━━ Material for the task ━━

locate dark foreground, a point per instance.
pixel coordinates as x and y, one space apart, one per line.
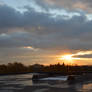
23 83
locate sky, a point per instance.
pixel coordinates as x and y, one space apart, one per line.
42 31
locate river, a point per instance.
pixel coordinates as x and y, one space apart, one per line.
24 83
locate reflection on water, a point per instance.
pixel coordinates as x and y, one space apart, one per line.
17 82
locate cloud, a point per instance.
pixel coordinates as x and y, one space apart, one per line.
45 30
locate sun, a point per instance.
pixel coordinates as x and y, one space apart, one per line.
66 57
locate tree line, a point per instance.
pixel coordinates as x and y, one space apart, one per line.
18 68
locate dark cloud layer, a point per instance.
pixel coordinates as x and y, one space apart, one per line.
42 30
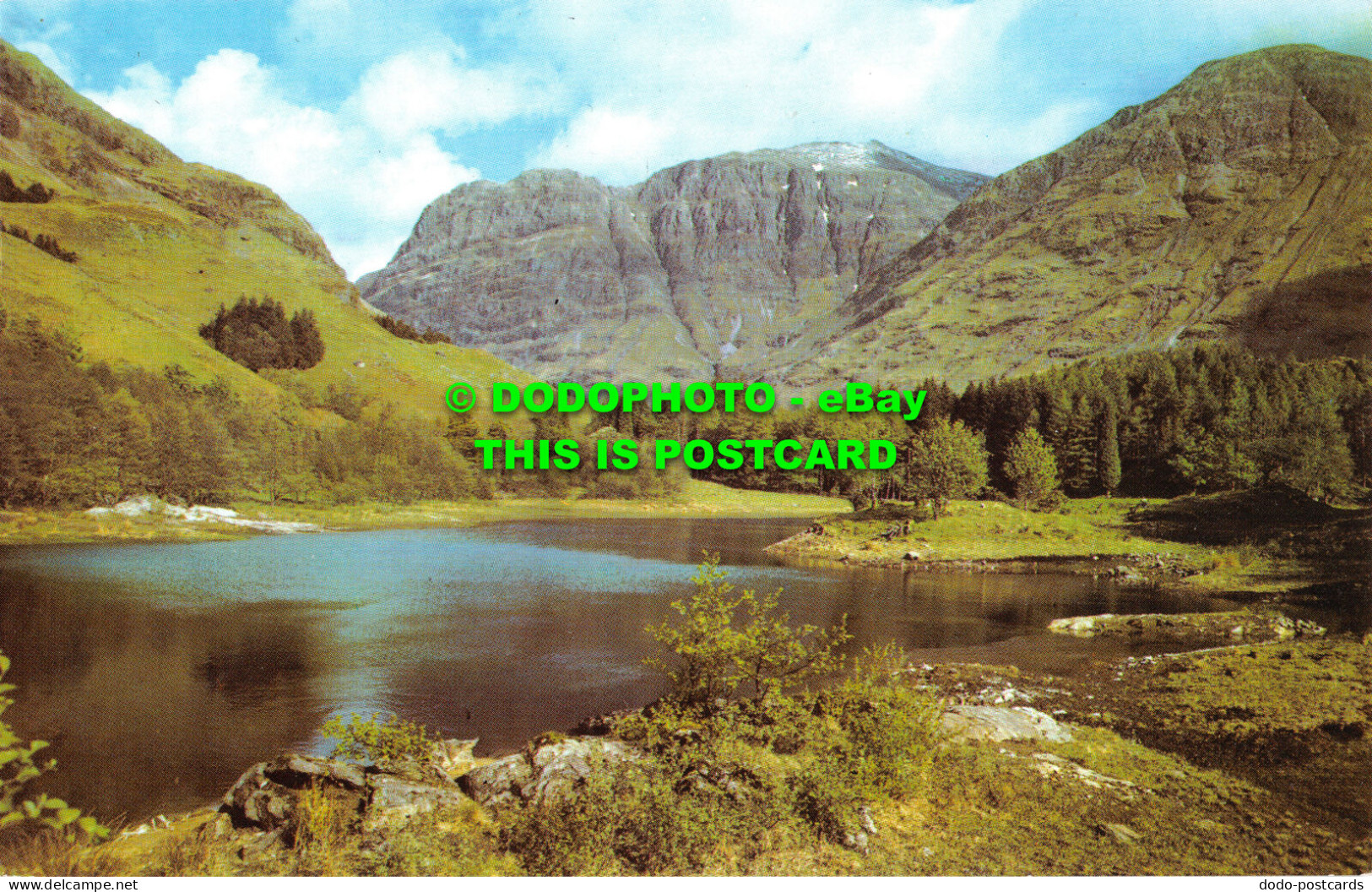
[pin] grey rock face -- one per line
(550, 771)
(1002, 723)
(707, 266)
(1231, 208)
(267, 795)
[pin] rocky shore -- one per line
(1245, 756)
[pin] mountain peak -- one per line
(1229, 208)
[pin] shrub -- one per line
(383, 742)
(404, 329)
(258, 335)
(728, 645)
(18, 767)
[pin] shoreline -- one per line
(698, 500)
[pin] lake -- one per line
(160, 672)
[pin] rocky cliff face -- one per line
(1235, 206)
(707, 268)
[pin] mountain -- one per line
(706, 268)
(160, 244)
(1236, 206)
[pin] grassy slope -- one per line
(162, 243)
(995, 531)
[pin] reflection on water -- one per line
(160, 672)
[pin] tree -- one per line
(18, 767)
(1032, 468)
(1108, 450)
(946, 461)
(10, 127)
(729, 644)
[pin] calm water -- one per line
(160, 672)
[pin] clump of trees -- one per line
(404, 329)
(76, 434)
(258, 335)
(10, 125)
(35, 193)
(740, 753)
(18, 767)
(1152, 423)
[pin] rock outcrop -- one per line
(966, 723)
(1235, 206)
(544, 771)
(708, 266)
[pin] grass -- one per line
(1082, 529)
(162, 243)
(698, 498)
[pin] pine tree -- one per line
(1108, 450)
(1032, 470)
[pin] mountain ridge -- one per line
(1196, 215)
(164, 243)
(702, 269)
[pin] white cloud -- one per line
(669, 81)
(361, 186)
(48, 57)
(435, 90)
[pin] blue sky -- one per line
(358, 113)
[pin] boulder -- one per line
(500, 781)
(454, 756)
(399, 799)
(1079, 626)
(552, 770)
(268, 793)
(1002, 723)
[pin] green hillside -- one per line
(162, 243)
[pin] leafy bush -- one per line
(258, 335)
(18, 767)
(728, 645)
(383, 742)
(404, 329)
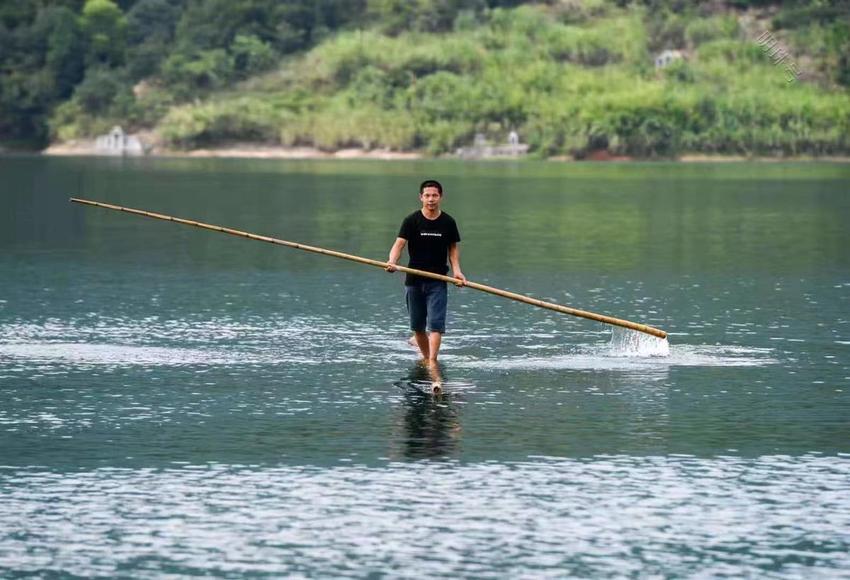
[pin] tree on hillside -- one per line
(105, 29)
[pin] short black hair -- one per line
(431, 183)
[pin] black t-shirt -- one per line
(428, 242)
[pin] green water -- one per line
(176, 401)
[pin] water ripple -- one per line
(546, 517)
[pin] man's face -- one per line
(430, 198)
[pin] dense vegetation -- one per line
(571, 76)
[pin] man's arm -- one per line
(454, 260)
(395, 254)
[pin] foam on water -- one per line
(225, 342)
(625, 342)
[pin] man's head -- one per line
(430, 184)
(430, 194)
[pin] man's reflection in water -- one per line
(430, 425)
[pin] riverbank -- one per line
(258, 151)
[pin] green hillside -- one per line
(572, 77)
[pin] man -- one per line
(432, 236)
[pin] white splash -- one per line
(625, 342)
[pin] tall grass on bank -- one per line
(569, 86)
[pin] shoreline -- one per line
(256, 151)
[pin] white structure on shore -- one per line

━━━
━━ Material for the task ━━

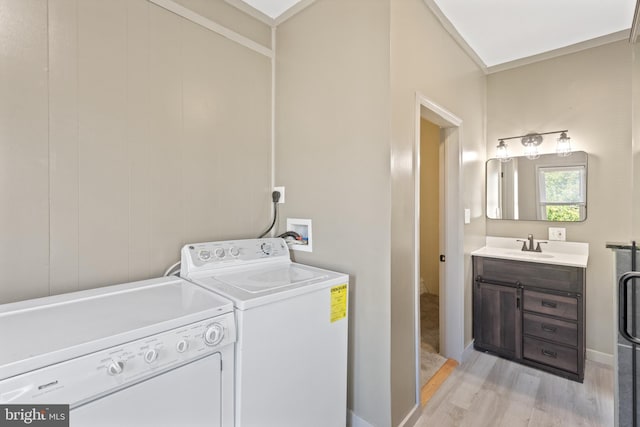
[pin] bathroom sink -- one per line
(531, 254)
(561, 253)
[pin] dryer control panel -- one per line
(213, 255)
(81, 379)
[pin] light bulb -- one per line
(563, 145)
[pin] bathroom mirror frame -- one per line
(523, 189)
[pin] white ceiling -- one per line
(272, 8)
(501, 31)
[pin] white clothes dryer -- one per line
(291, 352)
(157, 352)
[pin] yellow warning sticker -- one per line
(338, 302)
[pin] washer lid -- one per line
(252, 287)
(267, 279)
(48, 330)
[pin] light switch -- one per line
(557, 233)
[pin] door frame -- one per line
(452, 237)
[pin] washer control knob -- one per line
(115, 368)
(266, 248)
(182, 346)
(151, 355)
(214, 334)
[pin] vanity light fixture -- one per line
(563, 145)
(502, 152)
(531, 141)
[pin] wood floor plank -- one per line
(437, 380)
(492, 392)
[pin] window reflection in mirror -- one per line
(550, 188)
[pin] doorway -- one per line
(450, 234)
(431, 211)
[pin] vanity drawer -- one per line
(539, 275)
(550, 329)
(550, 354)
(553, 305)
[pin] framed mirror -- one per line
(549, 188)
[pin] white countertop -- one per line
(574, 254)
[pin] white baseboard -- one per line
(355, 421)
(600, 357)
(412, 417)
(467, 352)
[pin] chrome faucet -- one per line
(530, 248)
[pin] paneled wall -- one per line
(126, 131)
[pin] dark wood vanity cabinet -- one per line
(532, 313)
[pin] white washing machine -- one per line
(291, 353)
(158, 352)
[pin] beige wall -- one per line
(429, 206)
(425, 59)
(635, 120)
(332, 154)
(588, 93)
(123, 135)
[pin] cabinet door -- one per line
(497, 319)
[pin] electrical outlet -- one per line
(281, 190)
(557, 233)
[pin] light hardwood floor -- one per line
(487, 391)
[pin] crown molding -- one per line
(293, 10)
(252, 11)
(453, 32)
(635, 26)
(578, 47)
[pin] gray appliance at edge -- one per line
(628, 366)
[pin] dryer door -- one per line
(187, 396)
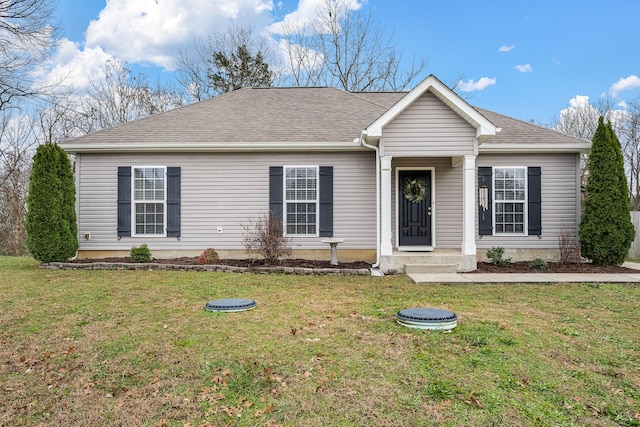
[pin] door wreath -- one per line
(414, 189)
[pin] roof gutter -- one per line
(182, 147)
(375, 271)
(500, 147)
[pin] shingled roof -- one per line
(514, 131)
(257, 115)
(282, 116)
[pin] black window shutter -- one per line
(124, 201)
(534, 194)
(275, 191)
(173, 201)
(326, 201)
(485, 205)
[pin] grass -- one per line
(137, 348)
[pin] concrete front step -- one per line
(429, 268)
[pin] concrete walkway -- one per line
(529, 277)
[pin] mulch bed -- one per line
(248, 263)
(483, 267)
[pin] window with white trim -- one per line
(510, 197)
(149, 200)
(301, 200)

━━━

● **The problem**: In the listing above, find the line containing "locate dark foreground, a point per instance." and the line containing "locate river, a point per instance.". Reproduce those lines and all between them exactly, with no pictures and nothing more.

● **Your solution**:
locate dark foreground, a point per instance.
pixel coordinates as x and y, one space apart, one per line.
23 83
locate sky, a point per instance.
pixel coordinates as x and y, one space apart, one per line.
42 31
locate river, a point per instance.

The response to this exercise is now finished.